EXERCISE OBJECTIVE: Count the lines of the material below that contain the string "tree". Reply with the number alone.

EXTRACTED DATA:
---
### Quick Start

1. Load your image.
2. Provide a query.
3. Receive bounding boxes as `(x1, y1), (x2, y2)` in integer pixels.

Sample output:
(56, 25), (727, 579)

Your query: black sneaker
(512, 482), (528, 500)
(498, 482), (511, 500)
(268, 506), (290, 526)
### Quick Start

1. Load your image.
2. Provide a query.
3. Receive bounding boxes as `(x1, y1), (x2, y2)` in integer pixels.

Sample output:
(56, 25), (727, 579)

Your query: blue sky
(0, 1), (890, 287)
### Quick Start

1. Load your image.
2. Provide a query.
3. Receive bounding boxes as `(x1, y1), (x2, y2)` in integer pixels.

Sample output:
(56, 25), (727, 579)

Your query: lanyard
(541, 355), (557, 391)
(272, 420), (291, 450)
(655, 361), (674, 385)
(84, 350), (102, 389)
---
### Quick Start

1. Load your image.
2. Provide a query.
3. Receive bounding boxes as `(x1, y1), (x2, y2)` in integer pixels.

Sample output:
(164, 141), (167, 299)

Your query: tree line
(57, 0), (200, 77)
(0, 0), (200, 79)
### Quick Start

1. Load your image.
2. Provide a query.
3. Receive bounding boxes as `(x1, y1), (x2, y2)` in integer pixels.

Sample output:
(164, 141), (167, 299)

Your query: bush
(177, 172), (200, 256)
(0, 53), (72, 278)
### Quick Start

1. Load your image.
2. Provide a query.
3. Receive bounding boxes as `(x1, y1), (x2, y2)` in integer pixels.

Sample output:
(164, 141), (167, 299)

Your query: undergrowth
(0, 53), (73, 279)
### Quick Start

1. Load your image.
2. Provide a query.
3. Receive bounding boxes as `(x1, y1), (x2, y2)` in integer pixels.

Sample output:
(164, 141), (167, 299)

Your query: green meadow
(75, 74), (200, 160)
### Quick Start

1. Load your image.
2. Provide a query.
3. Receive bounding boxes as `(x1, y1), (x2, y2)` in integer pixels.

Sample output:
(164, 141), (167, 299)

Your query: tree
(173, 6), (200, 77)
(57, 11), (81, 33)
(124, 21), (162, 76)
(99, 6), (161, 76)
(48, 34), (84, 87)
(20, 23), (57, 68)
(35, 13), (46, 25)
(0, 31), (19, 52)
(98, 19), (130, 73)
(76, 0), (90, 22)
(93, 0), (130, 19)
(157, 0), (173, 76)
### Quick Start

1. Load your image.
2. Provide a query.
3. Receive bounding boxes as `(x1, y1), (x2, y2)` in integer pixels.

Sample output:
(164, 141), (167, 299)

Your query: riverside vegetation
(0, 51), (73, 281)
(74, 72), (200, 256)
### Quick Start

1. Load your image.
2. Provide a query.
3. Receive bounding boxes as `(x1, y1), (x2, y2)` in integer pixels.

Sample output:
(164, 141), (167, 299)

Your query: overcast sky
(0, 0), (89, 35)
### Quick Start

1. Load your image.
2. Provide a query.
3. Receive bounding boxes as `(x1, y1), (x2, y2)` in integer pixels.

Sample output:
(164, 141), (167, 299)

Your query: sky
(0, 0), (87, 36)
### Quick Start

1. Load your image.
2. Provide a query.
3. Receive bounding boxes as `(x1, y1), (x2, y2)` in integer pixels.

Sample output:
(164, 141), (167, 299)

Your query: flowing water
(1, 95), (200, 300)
---
RIGHT ANSWER: 2